Copy only this range: the line with "# test: pointer drops one pin on the white" through the final line of the material, inclusive at both ends.

═══ Records supplied

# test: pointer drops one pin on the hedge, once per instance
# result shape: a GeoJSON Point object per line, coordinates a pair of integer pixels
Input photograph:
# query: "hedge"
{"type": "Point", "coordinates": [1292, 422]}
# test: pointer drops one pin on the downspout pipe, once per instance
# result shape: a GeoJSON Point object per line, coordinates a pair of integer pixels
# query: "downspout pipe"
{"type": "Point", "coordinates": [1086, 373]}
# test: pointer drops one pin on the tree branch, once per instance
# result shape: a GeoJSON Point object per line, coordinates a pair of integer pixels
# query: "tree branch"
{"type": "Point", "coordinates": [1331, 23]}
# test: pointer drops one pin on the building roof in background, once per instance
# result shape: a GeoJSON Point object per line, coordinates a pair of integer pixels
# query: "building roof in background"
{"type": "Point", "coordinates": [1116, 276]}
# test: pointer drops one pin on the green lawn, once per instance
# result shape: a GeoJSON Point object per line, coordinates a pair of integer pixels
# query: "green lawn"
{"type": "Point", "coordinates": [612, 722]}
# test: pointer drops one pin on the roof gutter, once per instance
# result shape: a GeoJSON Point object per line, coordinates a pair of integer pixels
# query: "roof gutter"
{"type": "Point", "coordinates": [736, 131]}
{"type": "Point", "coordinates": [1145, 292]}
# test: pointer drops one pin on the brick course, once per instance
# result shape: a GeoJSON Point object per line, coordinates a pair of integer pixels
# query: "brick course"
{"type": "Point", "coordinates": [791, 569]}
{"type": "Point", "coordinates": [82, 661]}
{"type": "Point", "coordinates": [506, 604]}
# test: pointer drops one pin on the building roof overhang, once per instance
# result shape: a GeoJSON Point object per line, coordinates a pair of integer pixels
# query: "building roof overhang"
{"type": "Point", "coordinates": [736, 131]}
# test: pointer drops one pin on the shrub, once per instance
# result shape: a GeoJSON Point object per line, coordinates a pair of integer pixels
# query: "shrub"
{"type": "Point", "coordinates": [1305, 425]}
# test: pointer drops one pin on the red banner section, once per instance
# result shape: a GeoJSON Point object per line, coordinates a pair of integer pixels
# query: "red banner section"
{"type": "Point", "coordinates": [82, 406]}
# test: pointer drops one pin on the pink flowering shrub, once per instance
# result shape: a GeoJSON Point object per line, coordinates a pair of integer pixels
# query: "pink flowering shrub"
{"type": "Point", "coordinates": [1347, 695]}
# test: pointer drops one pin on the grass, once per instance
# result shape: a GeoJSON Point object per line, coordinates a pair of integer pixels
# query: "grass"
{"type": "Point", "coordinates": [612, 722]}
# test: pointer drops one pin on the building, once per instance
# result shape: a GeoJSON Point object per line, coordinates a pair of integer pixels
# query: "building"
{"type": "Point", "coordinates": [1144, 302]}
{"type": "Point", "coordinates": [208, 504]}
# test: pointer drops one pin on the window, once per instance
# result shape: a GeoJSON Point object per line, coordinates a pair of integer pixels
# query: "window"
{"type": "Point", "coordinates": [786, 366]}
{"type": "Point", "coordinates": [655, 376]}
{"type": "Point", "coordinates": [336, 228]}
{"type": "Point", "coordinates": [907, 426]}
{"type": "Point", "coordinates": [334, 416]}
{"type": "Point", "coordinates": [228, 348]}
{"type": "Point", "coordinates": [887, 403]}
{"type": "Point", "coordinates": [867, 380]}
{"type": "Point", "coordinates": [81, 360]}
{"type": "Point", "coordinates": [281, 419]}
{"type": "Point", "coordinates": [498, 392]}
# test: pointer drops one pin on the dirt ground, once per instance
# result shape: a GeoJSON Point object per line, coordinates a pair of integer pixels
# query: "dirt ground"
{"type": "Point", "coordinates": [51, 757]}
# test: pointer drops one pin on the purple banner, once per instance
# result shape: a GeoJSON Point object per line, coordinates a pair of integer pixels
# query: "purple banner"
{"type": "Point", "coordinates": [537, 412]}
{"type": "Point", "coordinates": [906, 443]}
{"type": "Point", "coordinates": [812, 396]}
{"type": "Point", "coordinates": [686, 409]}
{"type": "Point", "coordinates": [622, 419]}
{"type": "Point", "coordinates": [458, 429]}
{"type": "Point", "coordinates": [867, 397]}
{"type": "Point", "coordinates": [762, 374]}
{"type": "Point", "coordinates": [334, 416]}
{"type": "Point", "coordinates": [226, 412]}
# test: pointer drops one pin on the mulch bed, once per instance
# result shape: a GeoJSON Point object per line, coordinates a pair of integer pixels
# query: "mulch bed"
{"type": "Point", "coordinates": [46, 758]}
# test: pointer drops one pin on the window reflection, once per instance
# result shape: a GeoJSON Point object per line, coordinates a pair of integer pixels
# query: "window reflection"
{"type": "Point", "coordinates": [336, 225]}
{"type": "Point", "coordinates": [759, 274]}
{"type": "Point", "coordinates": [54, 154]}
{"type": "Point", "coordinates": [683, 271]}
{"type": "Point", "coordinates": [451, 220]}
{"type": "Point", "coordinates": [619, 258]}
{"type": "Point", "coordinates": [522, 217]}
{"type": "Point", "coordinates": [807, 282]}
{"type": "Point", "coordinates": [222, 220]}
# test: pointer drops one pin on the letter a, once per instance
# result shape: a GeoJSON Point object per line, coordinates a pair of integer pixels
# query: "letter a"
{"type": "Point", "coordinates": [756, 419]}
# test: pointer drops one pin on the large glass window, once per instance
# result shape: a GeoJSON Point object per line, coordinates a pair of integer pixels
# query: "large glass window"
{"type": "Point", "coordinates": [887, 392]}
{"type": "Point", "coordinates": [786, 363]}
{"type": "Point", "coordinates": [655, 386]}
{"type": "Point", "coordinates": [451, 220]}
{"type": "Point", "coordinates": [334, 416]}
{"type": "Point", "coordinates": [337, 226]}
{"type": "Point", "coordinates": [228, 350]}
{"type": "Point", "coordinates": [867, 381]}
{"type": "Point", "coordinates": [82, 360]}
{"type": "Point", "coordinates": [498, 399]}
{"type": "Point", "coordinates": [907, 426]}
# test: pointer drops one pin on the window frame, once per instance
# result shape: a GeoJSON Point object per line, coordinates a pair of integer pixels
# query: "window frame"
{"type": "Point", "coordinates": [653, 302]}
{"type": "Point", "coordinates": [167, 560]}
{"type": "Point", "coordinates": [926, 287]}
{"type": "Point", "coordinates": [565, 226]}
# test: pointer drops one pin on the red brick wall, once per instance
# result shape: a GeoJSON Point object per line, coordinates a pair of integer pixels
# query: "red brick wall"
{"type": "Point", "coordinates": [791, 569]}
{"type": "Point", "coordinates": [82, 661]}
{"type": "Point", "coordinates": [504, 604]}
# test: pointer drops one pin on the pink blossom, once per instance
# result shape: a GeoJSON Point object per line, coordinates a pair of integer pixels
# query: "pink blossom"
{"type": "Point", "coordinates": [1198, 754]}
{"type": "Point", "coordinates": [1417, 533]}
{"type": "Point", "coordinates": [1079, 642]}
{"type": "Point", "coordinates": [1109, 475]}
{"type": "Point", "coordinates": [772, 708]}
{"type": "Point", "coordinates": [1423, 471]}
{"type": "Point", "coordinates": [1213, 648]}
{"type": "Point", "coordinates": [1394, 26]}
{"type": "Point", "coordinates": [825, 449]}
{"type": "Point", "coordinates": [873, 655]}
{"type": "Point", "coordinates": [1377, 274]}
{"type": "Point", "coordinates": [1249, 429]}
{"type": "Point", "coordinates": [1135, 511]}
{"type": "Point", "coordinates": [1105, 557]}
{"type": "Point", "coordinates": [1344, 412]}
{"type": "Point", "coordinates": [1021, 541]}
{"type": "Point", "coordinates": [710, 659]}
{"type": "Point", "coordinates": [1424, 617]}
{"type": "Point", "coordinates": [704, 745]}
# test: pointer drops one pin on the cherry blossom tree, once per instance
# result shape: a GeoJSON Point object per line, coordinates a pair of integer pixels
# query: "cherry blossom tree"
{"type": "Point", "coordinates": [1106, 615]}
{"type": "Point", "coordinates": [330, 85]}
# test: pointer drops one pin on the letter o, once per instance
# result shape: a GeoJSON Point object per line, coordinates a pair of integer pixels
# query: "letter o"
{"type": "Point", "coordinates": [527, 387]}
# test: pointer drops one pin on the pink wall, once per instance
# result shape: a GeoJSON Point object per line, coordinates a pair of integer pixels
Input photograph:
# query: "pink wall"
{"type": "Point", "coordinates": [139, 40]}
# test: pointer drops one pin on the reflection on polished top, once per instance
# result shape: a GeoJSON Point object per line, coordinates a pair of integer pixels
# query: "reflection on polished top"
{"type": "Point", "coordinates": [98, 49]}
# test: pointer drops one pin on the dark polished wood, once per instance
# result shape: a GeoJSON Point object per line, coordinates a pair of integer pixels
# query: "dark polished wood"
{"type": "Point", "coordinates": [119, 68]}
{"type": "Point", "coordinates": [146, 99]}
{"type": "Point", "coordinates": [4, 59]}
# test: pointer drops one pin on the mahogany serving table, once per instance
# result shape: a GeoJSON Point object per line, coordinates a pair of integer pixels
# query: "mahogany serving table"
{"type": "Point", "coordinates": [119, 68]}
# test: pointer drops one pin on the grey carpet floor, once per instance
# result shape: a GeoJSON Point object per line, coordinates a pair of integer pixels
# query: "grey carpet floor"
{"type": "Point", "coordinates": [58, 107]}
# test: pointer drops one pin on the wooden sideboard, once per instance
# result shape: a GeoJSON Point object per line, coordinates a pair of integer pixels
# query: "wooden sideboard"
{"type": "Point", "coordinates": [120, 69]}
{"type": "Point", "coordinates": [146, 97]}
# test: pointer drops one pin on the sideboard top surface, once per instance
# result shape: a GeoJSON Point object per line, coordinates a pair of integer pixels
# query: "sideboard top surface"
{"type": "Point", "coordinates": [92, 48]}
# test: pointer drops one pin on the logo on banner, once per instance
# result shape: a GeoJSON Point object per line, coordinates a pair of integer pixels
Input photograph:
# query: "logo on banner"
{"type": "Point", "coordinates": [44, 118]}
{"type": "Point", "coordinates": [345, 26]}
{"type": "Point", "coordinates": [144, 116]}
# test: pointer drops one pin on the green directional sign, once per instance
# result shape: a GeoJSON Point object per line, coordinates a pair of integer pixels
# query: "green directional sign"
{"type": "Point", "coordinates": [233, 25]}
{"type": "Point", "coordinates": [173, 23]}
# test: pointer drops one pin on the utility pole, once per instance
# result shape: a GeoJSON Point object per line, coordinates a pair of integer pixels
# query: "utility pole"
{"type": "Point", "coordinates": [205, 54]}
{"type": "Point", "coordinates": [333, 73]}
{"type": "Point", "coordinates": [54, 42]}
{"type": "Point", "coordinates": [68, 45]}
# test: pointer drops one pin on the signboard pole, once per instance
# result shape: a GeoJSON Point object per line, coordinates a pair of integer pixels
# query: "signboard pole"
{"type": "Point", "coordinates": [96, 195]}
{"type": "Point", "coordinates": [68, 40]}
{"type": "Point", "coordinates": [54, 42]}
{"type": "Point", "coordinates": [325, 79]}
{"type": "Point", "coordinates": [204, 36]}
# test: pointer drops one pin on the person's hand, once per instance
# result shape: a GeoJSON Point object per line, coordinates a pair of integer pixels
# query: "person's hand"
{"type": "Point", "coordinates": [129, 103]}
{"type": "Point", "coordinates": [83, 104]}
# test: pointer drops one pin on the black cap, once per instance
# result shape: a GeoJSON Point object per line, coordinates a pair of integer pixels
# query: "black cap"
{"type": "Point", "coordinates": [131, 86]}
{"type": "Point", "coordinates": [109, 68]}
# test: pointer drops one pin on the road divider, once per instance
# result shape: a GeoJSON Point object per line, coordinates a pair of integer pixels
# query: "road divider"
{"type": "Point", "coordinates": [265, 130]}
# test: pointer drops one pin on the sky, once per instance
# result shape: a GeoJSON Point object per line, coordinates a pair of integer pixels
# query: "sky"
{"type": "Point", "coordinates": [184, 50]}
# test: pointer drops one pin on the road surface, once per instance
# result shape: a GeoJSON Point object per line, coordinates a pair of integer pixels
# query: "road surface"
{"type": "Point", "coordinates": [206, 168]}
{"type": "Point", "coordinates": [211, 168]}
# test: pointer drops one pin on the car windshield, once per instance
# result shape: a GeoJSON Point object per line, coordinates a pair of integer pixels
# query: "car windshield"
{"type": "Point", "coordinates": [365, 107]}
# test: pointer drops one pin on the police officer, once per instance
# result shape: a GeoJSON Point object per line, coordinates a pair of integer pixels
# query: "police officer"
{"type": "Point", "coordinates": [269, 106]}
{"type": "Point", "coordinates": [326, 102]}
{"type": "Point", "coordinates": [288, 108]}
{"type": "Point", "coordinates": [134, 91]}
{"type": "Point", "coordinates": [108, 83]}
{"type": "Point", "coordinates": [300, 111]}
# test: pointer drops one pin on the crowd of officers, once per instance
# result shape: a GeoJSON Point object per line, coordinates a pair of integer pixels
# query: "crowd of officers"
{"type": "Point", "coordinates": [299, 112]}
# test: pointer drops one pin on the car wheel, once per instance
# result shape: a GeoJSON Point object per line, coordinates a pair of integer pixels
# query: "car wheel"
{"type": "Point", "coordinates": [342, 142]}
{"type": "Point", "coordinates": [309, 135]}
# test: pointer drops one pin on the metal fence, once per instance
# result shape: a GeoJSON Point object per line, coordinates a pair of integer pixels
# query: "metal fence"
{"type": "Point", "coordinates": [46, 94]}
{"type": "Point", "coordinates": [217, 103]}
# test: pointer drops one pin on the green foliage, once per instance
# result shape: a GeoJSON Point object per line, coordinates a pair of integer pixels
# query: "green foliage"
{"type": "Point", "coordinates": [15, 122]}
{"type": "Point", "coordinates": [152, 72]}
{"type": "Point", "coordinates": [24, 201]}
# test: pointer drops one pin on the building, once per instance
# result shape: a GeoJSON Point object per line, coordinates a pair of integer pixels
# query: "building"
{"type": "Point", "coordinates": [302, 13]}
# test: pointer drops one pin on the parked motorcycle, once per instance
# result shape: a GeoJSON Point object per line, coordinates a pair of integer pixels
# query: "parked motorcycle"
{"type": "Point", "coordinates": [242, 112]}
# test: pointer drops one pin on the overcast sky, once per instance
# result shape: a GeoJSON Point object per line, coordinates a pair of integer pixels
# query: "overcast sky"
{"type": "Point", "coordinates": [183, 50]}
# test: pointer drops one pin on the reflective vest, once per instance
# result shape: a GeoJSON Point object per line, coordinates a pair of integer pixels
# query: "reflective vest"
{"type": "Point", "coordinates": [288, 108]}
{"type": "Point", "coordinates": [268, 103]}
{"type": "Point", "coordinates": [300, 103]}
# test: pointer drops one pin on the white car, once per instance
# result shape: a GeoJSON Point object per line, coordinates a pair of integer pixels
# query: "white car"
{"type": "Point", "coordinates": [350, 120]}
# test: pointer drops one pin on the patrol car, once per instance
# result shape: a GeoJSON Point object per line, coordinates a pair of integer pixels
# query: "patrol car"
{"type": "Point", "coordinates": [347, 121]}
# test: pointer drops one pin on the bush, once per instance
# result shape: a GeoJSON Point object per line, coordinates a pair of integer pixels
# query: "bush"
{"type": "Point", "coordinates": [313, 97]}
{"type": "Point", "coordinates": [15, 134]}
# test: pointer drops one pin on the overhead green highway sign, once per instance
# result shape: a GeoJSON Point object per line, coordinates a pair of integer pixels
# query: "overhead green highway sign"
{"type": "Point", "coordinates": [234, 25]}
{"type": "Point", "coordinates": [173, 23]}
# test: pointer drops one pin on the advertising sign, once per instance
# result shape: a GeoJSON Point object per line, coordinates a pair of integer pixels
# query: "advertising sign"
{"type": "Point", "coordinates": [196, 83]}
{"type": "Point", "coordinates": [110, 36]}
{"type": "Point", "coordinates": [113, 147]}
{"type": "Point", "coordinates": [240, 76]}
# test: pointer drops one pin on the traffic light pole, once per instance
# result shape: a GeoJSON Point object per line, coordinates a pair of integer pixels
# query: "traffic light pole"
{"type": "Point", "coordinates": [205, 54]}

══════

# Answer for this exercise
# test: pointer drops one pin on the white car, once per instance
# result shape: a GeoJSON Point object per line, coordinates a pair of integer pixels
# query: "white car"
{"type": "Point", "coordinates": [350, 120]}
# test: pointer drops one pin on the patrol car, once per instance
# result shape: a GeoJSON Point object per line, coordinates a pair of integer pixels
# query: "patrol car"
{"type": "Point", "coordinates": [347, 121]}
# test: pointer drops one pin on the bush, once per instance
# result shape: a GeoJSON Point object per line, coordinates a pair of integer pixels
# query: "bush"
{"type": "Point", "coordinates": [313, 97]}
{"type": "Point", "coordinates": [15, 134]}
# test: pointer drops one pin on the overhead green highway sign, once per instance
# result shape: a GeoJSON Point object per line, coordinates a pair of integer pixels
# query: "overhead green highway sign"
{"type": "Point", "coordinates": [234, 25]}
{"type": "Point", "coordinates": [173, 23]}
# test: pointer drops one pin on the advertising sign, once per instance
# result shape: a GeoJSON Point object per line, coordinates a pair of integer pixels
# query: "advertising sign"
{"type": "Point", "coordinates": [196, 83]}
{"type": "Point", "coordinates": [110, 36]}
{"type": "Point", "coordinates": [113, 147]}
{"type": "Point", "coordinates": [240, 76]}
# test: pointer drops one pin on the traffic light pole, once per instance
# result shape: a GeoJSON Point object per line, coordinates a pair of integer pixels
# query: "traffic light pole"
{"type": "Point", "coordinates": [205, 54]}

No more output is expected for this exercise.